Print the records below exactly, leaving out nothing.

··· Entries supplied

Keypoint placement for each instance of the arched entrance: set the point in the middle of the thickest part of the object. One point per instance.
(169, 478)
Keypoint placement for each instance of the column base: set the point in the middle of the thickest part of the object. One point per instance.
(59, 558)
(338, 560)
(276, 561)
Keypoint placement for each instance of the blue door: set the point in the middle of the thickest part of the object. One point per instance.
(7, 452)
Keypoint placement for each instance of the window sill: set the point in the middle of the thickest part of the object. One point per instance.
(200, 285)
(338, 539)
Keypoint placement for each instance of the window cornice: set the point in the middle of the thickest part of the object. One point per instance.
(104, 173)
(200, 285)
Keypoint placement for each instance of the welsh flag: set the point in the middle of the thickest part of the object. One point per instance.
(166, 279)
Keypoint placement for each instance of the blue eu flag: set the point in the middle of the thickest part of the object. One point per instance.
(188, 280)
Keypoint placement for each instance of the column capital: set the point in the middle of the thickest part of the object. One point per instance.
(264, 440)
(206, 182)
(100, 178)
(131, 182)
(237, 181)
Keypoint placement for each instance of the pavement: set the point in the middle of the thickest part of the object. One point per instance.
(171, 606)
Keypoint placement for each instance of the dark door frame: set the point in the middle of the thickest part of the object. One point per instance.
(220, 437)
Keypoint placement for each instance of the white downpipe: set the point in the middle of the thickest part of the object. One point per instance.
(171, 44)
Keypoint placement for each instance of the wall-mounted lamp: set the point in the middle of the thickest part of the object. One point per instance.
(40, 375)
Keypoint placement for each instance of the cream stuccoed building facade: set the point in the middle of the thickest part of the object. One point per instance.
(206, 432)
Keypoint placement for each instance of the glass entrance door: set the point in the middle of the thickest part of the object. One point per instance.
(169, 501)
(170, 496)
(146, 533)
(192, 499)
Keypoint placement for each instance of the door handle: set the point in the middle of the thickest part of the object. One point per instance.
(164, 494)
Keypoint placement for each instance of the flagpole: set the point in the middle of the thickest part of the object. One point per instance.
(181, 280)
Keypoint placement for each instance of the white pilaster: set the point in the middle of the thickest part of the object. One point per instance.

······

→ **Exercise output**:
Keypoint placement for each instance of the arched entrance: set the point in the middle of the thickest part of the object. One point per instance.
(169, 478)
Keypoint placement for each instance of the column base: set the point in the middle of the thickest part of the object. One point per instance.
(59, 558)
(338, 560)
(276, 561)
Keypoint placement for each instance of the blue door: set the point in the middle of the thickest part of the object. One point per instance.
(7, 452)
Keypoint placement for each instance of the window sill: set the point in the middle of the thickest part of the object. One point per instance.
(200, 285)
(338, 539)
Keypoint placement for each instance of the window cornice: set the point in the middle of the thickest part of the object. One point per instance.
(104, 173)
(200, 285)
Keypoint placement for each instance of the welsh flag: set the point in the middle of the thickest part of the object. One point per instance.
(166, 279)
Keypoint placement for each instance of the blue eu flag: set the point in the middle of the thickest part of the object. One point per instance.
(188, 280)
Keypoint placement for each instance of the column capital: set the point in the middle of the thickest part of the object. One point per instance.
(264, 440)
(206, 182)
(100, 178)
(131, 182)
(237, 181)
Keypoint placement for each instance of the pavement: set the point in the middle of the thickest part of the object. One point per instance.
(171, 606)
Keypoint placement for each instance of the dark door frame: set the point in the middle of the thickest part of the object. One point per instance.
(220, 437)
Keypoint placement for each instance of the white downpipe: set the point in the middle of the thickest part of the object. One point per instance.
(171, 44)
Keypoint placement for each instance of the wall-mounted lamp: set the point in the middle of the thickest part of the object. One point per instance.
(40, 375)
Keypoint placement for each instance of the cream stuccoed building facade: set the point in the middle of the thickest part of the object. One point per instance.
(206, 432)
Keypoint placement for each instance of the glass entrance door: set the point in the middle of the thickest part of the object. One point per instance.
(169, 501)
(170, 496)
(146, 533)
(192, 499)
Keypoint placement for each instance of the door handle: set the point in the middle of the thickest part of the object. One point per instance.
(164, 494)
Keypoint placement for each instance of the flagpole: set the point in the middle of the thickest part of the object. One point per instance.
(181, 280)
Keypoint placement for each instance of the white pilaster: set the point in the middle of the thickest part of the object. One point per instance.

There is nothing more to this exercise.